Region pointing data:
..............................

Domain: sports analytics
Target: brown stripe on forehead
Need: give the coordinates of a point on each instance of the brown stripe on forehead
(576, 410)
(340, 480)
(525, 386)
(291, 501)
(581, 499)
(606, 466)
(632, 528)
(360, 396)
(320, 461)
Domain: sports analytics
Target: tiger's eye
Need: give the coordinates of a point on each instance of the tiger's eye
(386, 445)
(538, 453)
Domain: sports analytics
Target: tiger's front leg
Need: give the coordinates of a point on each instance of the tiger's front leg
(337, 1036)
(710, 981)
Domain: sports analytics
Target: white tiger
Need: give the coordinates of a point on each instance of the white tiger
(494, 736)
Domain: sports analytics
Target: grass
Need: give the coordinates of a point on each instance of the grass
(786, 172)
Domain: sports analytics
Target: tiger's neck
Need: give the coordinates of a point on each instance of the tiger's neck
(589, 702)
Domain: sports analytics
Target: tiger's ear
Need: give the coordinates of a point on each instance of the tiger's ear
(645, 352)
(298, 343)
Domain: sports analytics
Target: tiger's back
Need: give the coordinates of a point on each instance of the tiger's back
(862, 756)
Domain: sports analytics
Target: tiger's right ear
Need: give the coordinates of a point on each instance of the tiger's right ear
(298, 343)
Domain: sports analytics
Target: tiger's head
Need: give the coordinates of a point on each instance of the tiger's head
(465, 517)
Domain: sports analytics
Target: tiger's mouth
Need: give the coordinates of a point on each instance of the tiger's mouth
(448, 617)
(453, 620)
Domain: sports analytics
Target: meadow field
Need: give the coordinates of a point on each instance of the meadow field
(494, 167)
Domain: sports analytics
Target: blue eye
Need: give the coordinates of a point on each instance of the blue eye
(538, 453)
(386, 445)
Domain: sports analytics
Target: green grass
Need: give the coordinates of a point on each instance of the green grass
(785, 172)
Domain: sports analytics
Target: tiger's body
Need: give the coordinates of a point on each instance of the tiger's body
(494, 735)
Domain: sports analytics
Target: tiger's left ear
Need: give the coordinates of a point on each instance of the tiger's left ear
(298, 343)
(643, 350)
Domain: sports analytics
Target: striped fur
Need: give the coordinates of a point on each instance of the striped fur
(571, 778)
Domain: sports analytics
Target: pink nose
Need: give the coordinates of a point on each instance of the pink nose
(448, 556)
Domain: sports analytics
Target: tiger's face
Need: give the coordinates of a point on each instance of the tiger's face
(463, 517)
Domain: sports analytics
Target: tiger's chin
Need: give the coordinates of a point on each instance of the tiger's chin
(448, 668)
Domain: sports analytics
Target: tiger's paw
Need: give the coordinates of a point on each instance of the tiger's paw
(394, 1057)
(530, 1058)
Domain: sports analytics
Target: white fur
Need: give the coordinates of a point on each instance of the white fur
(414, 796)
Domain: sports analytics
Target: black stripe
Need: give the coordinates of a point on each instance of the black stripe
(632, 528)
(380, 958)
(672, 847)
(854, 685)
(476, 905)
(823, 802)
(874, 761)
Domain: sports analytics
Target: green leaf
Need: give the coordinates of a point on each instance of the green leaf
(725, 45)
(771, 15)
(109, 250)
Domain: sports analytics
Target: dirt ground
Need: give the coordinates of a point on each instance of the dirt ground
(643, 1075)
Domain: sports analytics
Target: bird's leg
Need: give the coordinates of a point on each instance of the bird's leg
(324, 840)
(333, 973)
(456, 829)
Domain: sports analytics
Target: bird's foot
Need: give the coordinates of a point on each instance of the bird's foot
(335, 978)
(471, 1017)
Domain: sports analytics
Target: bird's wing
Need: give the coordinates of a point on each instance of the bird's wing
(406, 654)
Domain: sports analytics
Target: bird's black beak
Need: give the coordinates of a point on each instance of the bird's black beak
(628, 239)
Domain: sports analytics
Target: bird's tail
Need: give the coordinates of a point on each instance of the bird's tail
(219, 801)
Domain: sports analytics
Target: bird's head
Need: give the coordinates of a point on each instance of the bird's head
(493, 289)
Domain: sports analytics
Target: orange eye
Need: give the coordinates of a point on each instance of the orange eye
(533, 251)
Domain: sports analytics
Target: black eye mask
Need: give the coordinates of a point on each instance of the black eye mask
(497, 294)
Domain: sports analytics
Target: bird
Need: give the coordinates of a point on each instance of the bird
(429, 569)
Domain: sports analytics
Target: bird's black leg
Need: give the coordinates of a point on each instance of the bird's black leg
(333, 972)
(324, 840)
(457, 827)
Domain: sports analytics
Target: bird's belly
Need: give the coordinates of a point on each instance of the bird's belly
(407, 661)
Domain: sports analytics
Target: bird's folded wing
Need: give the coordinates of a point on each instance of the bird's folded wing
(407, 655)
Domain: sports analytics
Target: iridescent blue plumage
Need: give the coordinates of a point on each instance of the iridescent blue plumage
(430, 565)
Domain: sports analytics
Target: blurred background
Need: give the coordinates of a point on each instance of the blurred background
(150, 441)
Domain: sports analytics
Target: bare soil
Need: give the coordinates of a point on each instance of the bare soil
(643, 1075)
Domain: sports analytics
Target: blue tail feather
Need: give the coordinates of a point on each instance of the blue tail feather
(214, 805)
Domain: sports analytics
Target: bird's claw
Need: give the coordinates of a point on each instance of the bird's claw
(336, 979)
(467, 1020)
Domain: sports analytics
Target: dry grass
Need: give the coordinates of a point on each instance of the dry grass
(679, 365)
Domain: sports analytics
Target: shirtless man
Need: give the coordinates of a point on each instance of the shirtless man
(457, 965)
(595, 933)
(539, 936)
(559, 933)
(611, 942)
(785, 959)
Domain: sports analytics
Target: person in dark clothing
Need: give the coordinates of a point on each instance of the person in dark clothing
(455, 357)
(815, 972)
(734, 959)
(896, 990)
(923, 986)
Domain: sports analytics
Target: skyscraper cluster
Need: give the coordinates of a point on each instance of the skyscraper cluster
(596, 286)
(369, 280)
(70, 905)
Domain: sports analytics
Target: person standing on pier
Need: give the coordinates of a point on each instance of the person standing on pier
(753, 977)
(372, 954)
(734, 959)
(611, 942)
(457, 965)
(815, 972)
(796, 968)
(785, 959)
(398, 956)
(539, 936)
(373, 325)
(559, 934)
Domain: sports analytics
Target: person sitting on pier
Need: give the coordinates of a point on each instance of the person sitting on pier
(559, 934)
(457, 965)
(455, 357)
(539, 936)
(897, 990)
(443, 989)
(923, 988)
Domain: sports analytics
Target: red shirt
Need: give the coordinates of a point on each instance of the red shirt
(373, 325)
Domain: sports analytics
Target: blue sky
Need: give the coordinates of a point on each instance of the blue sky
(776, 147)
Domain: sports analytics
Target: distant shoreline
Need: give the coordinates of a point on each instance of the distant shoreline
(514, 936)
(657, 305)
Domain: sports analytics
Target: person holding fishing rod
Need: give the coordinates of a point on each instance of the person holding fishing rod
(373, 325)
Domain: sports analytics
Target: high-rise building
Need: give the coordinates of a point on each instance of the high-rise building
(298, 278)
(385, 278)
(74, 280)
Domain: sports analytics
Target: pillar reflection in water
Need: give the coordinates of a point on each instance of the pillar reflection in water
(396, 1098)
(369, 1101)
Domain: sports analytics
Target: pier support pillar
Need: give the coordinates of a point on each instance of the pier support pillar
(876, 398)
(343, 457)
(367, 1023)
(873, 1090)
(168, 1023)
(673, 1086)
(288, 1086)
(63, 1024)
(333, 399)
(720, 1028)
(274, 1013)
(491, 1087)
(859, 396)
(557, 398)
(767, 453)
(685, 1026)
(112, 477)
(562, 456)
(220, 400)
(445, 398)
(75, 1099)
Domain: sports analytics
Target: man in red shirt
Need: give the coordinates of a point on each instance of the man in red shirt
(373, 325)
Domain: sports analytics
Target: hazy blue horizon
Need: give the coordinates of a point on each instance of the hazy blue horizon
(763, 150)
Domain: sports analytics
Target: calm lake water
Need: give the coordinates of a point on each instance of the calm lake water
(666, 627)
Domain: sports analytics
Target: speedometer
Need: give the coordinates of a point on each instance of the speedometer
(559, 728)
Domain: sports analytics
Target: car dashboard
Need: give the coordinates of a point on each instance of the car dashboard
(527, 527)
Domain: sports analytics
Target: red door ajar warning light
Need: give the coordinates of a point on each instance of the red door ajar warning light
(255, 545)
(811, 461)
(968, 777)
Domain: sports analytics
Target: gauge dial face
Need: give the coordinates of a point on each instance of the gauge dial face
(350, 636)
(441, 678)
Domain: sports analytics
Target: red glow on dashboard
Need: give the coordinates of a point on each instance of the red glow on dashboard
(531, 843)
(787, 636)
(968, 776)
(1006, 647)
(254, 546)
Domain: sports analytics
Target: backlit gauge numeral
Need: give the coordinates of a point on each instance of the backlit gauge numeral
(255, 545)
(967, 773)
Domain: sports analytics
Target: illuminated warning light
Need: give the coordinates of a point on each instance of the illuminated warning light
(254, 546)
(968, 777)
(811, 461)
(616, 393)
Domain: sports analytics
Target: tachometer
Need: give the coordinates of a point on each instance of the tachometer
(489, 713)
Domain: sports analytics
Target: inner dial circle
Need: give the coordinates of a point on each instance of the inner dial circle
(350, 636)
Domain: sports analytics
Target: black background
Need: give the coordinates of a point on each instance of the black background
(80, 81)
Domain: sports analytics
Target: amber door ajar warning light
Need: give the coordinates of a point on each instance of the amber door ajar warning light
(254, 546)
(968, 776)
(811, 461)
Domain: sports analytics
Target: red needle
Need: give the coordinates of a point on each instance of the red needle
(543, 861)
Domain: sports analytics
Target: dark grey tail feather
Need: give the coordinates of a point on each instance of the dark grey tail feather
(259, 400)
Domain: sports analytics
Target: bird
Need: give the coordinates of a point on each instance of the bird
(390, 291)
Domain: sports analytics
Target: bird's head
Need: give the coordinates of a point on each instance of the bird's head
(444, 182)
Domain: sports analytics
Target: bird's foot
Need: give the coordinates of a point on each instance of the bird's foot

..............................

• PROMPT: Within the data above, the span starting at the line containing "Target: red shirt" and ending at the line containing "Target: distant shoreline" is to be retyped exactly, with no other lines.

• OUTPUT BELOW:
Target: red shirt
Need: give the coordinates of a point on each instance of the red shirt
(373, 325)
Domain: sports analytics
Target: blue sky
Need: give the coordinates of a point on each instance of the blue sky
(776, 147)
Domain: sports analytics
Target: distant shoreline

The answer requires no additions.